• _TÂCHES_
1. D'après l'article sur la génération Y :
(a) Que font les DRH face à cette génération, selon l'introduction ?
(b) Quels adjectifs reviennent dans les débats pour qualifier cette génération ?
(c) Combien de jeunesses Nathalie Moncel distingue-t-elle ?
2. Poursuivez l'article sur la génération Y à partir de sa dernière phrase.

• _PAGE_
ATTIRER LES JEUNES TALENTS EST DEVENU UNE PRIORITÉ POUR LES ENTREPRISES. ET LES RETENIR, PARFOIS, UN DÉFI. FACE À UNE GÉNÉRATION AUSSI COMPLEXE QUE DÉCOMPLEXÉE, LES DRH S’INTERROGENT, TESTENT DIVERS DISPOSITIFS ET TRAVAILLENT LEUR MARQUE EMPLOYEUR. UN OUTIL PUISSANT, À CONDITION D’ÊTRE PARFAITEMENT… AU-THEN-TI-QUE.
« Qu’est-ce qui fait courir la génération Y ?!… » Pas un séminaire ou colloque consacré au recrutement sans que cette question ne figure au programme et qu’une fois le débat lancé, les adjectifs : « volatiles », « zappeurs », « insaisissables » ne se fassent écho pour tenter de qualifier cette première génération contemporaine de la mutation numérique dans son rapport au travail et à l’entreprise. Bien sûr, il faut se garder des amalgames et jugements hâtifs : « Les Y sont comme ci », « la génération Y n’existe pas ! »… Car, ainsi que le rappelle la sociologue spécialiste des débutants sur le marché du travail, Nathalie Moncel : « Il y a au moins trois jeunesses, celle qui galère et dont on parle aux infos, une jeunesse, laborieuse et silencieuse et cette nouvelle jeunesse, diplômée des écoles de commerce, d’ingénieurs et grandes universités qu’on désigne par le terme de “ génération Y “. C’est sur cette dernière catégorie de « jeunes talents » qu’un nombre croissant de DRH s’arrachent les cheveux à l’heure de savoir « Comment les mobiliser et fidéliser ?! »

• _DOCUMENTS FOURNIS_
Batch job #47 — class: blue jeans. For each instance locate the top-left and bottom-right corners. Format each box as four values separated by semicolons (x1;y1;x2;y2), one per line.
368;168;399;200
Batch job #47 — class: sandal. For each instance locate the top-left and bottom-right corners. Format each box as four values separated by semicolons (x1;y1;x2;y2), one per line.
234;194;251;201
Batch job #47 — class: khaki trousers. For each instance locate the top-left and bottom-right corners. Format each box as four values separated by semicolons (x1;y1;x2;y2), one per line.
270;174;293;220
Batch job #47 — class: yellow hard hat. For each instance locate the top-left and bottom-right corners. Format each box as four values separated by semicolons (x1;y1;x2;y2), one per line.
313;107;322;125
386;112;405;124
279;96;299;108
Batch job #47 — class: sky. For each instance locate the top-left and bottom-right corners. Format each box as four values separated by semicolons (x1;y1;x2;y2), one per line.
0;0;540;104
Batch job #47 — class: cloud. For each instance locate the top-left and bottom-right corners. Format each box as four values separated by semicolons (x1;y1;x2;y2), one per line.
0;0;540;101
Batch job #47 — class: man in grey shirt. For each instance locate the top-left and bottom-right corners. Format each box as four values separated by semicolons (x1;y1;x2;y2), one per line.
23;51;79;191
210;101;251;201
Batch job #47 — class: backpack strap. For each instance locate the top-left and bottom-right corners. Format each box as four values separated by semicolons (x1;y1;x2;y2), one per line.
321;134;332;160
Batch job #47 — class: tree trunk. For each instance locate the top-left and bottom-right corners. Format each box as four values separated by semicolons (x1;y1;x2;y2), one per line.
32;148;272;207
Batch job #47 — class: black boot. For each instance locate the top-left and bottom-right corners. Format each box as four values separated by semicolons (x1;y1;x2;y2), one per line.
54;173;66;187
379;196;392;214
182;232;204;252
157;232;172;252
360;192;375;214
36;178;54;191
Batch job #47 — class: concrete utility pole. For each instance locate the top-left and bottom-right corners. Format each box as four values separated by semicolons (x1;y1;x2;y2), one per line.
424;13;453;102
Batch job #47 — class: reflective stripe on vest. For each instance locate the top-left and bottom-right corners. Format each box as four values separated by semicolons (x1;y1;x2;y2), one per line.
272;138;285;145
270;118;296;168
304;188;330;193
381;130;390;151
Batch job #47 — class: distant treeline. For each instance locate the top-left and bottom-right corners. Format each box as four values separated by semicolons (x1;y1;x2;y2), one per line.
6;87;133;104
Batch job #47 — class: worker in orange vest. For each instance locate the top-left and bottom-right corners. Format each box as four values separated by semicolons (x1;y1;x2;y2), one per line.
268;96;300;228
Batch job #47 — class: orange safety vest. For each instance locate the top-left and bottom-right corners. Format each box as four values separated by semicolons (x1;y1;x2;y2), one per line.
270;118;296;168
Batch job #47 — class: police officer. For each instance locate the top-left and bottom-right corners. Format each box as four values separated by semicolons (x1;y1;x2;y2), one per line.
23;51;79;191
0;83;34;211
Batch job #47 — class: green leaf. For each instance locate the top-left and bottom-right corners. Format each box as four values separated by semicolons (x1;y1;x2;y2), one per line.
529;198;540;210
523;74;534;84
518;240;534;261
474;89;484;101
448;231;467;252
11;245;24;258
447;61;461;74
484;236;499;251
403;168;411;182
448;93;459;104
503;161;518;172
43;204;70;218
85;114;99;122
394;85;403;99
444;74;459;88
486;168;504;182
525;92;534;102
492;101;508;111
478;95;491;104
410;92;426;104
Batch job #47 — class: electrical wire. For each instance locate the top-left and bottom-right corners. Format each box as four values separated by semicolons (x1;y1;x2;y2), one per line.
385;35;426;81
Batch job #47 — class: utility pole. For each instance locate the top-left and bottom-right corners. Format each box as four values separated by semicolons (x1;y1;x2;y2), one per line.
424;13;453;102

• _RÉPONSES_
1.
(a) Ils s'interrogent, testent divers dispositifs et travaillent leur marque employeur.
(b) « Volatiles », « zappeurs » et « insaisissables ».
(c) Trois.

2.
Une soif d’apprendre inextinguible !
Pourtant, ainsi que le rappelle la prospectiviste Carine Dartiguepeyrou*, pour être singulière, la génération Y n’a rien de spontanée. « Les années 80 avaient consacré l’avènement de l’individualisme ; nous cheminons à présent vers une individuation où chacun cherche à se réaliser, s’émanciper, prendre plaisir tout en apprenant. Une différence très marquée concernant la Génération Y qui contribue à l’entreprise, lui apportant son énergie et son enthousiasme, à condition que le but commun ait du sens, qu’elle puisse se faire plaisir dans le travail et, surtout, qu’elle apprenne en échange ! » « Se développer, continuer d’apprendre, tels sont les mots clés qui parlent aujourd’hui aux jeunes diplômés, confirme Frédéric Oger, co-animateur de la commission « Talent Management » à l’Association Nationale des DRH (ANDRH). ”On the job learning”, mentoring, coaching, formations, séminaires, assos pros, peu importe, même s’il existe un prérequis lié à la rémunération, ce qu’attendent avant tout ces jeunes, c’est de sentir la valeur ajoutée qu’il y a à rejoindre une entreprise et y rester : quelles opportunités ? Vais-je continuer de progresser, de me développer ? »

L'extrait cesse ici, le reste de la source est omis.